◆ **ESERCIZIO SCRITTO**
Per favore, cita dal testo fornito il passo che comincia con "Per questi motivi, abbiamo" e prosegue fino a "e gli studenti.".

◆ **TESTO FORNITO**
--------------------------------------------------
In un paese dove si calcolano almeno 3 milioni di lavoratori poveri (12%), cioè con un reddito annuo al di sotto degli 11 mila euro, e con più di 2 milioni di disoccupati, eliminare l’unica forma di sostegno al reddito che l’Italia, anche in questo ultima in Europa, aveva tardivamente introdotto nel 2019, significa provocare un ulteriore allargamento della povertà.
L’odiosa campagna di stampa contro i percettori di RdC, descritti come parassiti adagiati sul divano, ha lo scopo di obbligare milioni di persone ad accettare lavori precari e malpagati e ad allargare la parte di popolazione ricattabile, per abbassare ulteriormente la soglia dei diritti e delle tutele…. Questa non è una misura per il lavoro ma per aumentare lo sfruttamento e le disuguaglianze.
Per mettere un argine a queste derive serve una campagna di massa e di lunga durata che sappia contrastare l’offensiva ideologica e culturale, che riesca a unire tutti i settori sociali sotto attacco e che si articoli in un Piano di lotta ampio e diversificato, che risponda alle tante specificità sociali, territoriali e di genere.
Serve un grande movimento che unisca lì dove si vuole che ci si divida.
Serve un’idea diversa di società in cui il lavoro torni ad essere fonte di dignità ed in cui le persone non siano valutate in base a meri parametri economici, ma in base ai dettami costituzionali.
Per questi motivi, abbiamo voluto dare vita, anche nella nostra città e nel nostro territorio, ad un Comitato a difesa del RdC e per il lavoro sicuro e garantito, per il salario minimo con i percettori del RdC, con le lavoratrici e lavoratori a basso reddito, con i pensionati, con i disoccupati, con gli abitanti dei quartieri popolari, con i cassaintegrati, i precari e gli studenti.
--------------------------------------------------
[Voci per l'etichettatura della posizione nelle immagini]
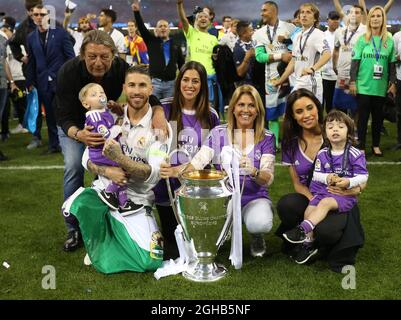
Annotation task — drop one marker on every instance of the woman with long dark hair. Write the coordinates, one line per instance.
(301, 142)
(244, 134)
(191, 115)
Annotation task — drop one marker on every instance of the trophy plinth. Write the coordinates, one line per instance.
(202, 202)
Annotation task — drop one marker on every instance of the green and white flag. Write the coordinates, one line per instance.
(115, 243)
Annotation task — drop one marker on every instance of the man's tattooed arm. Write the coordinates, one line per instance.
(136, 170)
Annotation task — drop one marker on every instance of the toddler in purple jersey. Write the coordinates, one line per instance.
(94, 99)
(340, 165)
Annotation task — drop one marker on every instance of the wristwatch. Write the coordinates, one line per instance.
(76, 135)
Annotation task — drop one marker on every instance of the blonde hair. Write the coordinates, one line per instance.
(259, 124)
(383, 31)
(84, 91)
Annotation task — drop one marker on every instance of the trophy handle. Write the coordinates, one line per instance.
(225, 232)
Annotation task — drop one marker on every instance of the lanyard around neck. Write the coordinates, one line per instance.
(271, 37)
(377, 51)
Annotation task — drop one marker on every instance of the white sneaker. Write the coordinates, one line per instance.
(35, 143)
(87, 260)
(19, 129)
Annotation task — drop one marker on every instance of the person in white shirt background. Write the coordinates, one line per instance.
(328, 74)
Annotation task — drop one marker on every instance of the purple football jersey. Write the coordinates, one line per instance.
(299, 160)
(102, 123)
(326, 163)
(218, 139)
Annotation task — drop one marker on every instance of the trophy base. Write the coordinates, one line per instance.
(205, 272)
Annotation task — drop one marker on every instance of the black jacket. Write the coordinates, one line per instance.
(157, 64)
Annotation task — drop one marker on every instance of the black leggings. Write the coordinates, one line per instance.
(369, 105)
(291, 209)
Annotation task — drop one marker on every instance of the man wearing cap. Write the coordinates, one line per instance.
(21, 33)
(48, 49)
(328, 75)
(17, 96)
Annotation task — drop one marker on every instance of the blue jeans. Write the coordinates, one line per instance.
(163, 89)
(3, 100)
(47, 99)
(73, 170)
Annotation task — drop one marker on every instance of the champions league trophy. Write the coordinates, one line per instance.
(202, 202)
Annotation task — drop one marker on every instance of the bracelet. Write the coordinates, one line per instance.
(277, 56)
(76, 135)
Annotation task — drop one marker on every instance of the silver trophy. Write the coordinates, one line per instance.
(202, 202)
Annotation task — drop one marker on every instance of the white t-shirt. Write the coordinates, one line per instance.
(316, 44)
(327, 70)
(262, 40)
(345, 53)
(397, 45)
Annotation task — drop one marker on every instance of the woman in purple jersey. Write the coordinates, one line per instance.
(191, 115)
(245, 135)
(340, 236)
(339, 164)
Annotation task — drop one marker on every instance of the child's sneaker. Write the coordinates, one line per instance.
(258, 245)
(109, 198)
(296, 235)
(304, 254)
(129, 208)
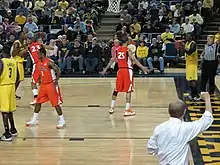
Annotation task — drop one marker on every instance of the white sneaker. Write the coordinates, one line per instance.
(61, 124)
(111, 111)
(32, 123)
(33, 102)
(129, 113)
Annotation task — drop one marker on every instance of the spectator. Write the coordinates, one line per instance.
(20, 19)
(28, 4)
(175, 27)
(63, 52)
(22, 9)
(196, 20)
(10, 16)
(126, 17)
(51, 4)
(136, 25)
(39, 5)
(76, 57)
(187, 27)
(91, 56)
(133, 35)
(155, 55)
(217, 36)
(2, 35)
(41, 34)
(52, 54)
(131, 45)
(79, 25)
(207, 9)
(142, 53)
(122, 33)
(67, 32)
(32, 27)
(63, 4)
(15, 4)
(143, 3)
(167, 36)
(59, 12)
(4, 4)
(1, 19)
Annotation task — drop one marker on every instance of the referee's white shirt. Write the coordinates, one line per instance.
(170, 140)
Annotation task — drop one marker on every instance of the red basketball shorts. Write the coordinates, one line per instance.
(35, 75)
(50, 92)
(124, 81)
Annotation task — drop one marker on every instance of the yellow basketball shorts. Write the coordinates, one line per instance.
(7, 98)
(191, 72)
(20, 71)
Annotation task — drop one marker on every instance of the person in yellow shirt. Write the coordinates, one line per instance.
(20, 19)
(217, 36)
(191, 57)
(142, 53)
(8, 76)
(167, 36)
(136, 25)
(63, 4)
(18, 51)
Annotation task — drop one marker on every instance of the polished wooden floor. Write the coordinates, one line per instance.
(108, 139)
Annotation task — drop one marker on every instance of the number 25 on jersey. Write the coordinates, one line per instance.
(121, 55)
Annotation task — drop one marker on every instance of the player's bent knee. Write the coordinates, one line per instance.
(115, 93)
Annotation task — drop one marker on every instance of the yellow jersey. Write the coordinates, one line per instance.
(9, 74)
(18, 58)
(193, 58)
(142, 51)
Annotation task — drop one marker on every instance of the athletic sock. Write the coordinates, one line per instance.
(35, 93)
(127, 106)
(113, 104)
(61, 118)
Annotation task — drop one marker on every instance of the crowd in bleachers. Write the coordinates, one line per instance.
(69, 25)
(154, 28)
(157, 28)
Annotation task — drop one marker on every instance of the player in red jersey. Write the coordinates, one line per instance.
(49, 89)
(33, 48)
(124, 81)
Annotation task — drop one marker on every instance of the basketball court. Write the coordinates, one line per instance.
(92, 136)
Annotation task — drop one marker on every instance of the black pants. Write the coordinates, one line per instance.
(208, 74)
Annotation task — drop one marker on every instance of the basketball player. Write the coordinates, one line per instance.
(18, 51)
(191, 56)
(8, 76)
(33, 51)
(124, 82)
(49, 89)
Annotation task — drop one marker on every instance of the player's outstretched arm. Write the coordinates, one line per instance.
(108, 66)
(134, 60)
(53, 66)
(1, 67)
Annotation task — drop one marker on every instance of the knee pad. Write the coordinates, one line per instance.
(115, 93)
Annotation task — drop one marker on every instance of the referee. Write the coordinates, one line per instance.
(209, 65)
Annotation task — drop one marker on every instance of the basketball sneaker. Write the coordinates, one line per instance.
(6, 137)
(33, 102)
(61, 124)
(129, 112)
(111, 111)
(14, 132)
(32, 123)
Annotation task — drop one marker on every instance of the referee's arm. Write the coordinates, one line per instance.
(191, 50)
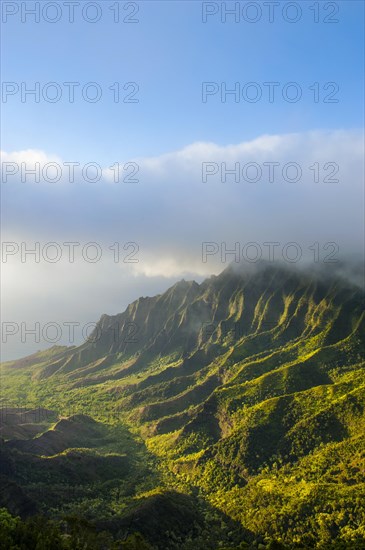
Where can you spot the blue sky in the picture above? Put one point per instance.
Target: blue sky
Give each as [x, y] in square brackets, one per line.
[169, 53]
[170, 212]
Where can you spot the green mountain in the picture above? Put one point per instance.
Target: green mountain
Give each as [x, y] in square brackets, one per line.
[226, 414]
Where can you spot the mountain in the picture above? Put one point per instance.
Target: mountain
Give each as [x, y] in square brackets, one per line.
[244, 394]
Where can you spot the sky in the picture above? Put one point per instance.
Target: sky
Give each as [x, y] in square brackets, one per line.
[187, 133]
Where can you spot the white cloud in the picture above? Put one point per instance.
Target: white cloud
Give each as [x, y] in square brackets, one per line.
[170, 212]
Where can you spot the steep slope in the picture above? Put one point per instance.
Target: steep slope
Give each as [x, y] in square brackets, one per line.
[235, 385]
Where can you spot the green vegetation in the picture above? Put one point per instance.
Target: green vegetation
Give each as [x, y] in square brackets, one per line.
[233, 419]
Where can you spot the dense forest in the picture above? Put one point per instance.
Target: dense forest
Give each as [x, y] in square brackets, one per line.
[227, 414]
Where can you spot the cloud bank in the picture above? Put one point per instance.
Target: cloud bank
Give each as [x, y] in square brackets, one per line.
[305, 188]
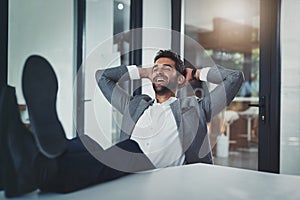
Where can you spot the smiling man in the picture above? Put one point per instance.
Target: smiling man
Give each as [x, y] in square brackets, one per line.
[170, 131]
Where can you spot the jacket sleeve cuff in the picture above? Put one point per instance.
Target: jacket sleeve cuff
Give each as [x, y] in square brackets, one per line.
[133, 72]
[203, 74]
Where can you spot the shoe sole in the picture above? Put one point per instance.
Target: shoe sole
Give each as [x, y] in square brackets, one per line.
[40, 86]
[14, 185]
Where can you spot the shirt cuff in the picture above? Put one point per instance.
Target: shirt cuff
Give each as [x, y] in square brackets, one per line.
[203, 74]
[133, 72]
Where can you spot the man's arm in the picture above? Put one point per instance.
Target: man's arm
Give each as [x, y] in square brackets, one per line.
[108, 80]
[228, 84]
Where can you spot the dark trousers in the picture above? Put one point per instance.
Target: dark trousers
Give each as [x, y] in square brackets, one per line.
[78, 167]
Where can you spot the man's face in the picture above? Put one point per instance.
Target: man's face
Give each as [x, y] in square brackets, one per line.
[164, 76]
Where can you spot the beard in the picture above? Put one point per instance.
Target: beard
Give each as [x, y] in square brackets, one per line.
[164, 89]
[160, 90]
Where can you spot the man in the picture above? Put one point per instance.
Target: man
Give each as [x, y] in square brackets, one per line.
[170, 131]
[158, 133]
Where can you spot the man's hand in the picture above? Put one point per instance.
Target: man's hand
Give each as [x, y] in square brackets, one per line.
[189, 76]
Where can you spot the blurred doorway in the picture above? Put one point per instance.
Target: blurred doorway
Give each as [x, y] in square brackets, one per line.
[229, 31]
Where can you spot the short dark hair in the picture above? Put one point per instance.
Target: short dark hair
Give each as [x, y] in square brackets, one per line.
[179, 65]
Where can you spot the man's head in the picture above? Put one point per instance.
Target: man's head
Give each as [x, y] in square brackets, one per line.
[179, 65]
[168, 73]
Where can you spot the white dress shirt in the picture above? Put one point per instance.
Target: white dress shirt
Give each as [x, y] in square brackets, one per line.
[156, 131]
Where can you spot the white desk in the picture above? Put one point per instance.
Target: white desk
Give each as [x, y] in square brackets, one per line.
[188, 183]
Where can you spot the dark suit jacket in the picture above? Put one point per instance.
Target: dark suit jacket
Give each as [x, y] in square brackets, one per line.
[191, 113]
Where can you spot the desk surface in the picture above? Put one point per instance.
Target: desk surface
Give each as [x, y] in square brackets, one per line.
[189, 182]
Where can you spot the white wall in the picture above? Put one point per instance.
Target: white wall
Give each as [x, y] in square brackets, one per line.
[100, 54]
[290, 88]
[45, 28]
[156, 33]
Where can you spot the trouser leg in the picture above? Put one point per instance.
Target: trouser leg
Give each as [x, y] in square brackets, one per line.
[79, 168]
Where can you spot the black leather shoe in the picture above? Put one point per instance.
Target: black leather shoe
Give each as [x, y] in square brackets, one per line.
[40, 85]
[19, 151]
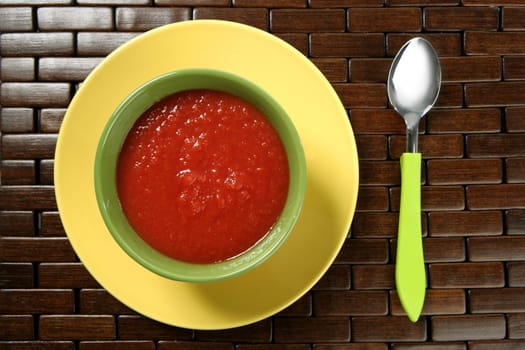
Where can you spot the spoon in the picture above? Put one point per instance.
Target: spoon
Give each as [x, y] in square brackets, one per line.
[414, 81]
--------------------------------------------------
◆ **RISPOSTA**
Per questi motivi, abbiamo voluto dare vita, anche nella nostra città e nel nostro territorio, ad un Comitato a difesa del RdC e per il lavoro sicuro e garantito, per il salario minimo con i percettori del RdC, con le lavoratrici e lavoratori a basso reddito, con i pensionati, con i disoccupati, con gli abitanti dei quartieri popolari, con i cassaintegrati, i precari e gli studenti.